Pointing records
········
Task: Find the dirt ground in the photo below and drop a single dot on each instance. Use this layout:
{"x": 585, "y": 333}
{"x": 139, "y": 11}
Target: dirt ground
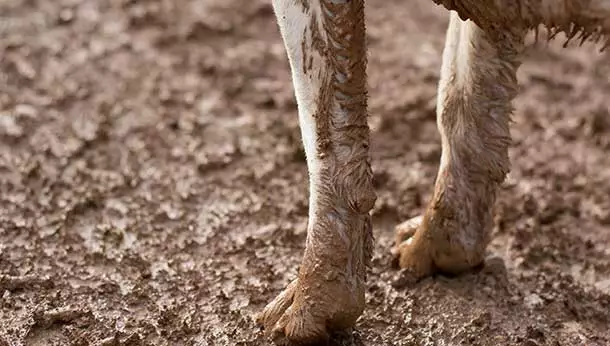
{"x": 154, "y": 188}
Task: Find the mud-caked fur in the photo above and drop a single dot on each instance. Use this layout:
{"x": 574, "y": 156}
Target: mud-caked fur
{"x": 325, "y": 44}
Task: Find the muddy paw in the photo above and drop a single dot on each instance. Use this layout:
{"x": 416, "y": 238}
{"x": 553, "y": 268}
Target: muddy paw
{"x": 411, "y": 252}
{"x": 306, "y": 314}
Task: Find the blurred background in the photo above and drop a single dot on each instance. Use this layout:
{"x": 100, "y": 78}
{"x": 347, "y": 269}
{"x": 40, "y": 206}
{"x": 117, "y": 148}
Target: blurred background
{"x": 153, "y": 186}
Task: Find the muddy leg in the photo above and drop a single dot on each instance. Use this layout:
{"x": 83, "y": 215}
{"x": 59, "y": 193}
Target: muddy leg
{"x": 478, "y": 82}
{"x": 580, "y": 19}
{"x": 325, "y": 41}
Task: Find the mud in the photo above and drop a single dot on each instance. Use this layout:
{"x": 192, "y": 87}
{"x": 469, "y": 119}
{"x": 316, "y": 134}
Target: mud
{"x": 154, "y": 188}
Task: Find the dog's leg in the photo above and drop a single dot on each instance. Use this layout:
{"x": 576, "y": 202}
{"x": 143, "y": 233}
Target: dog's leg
{"x": 325, "y": 41}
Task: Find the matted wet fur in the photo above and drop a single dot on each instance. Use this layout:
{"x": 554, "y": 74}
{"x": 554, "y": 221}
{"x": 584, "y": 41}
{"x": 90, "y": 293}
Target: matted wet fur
{"x": 325, "y": 41}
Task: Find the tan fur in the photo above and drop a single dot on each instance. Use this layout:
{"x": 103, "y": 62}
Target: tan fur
{"x": 325, "y": 41}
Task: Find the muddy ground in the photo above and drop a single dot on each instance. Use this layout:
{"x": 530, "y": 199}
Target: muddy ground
{"x": 154, "y": 192}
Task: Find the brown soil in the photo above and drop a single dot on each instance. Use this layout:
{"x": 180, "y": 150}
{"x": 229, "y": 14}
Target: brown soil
{"x": 154, "y": 192}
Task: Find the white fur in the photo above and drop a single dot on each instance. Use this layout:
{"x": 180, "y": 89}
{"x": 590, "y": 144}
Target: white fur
{"x": 293, "y": 22}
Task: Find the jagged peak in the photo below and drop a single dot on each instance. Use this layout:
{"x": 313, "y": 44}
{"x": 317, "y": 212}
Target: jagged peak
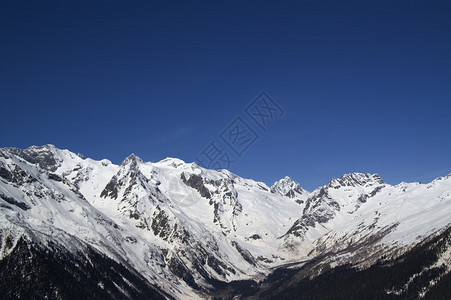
········
The exercise: Copy the records above with every "drop a single dot" replaced by "place one marker" and nothing else changed. Leave the pictures out.

Solution for this exercise:
Task: Find the dirt ground in the photo below and place one marker on each instance. Use this layout:
{"x": 585, "y": 333}
{"x": 139, "y": 11}
Target: dirt ground
{"x": 154, "y": 188}
Task: Find the mud-caked fur in the photo above and place one marker on each instance. Use this layout:
{"x": 574, "y": 156}
Target: mud-caked fur
{"x": 325, "y": 44}
Task: Find the muddy paw in the photo above and place one marker on each instance. Use this layout:
{"x": 416, "y": 238}
{"x": 553, "y": 268}
Target: muddy paw
{"x": 411, "y": 252}
{"x": 306, "y": 314}
Task: Find the blurred background in the photo above and place one marker on each instance. Use this layout:
{"x": 100, "y": 78}
{"x": 347, "y": 269}
{"x": 40, "y": 206}
{"x": 117, "y": 148}
Target: blurred background
{"x": 153, "y": 186}
Task: Find the muddy leg in the photo above and place one marker on each instance. Use this layout:
{"x": 83, "y": 215}
{"x": 59, "y": 193}
Target: muddy leg
{"x": 478, "y": 82}
{"x": 580, "y": 19}
{"x": 325, "y": 41}
Task: Find the mud in the photo above and place one marker on each instance. Use this layout:
{"x": 192, "y": 87}
{"x": 469, "y": 119}
{"x": 316, "y": 134}
Target: mud
{"x": 154, "y": 188}
Task: Find the dog's leg in the photo above and place one marker on each instance. Use this layout:
{"x": 576, "y": 202}
{"x": 143, "y": 233}
Target: dog's leg
{"x": 325, "y": 41}
Task: Find the matted wet fur in the photo above and place one marker on each instance. Use this layout:
{"x": 554, "y": 74}
{"x": 554, "y": 221}
{"x": 584, "y": 41}
{"x": 90, "y": 293}
Target: matted wet fur
{"x": 325, "y": 41}
Task: Find the tan fur in the photo above and place one marker on each instance. Use this layout:
{"x": 103, "y": 62}
Target: tan fur
{"x": 325, "y": 41}
Task: Find the muddy ground in the photo above and place one marker on each instance. Use this layout:
{"x": 530, "y": 199}
Target: muddy ground
{"x": 154, "y": 192}
Task: Find the brown soil in the photo above and place one marker on each instance. Use this layout:
{"x": 180, "y": 150}
{"x": 229, "y": 14}
Target: brown soil
{"x": 154, "y": 192}
Task: Find the white fur in the photo above and place one marker on each instance. Use this layout:
{"x": 180, "y": 89}
{"x": 590, "y": 144}
Target: white fur
{"x": 293, "y": 22}
Task: Find the jagged peak in the photo below and place one marker on each instance. Use this layout:
{"x": 313, "y": 44}
{"x": 317, "y": 212}
Target: jagged peak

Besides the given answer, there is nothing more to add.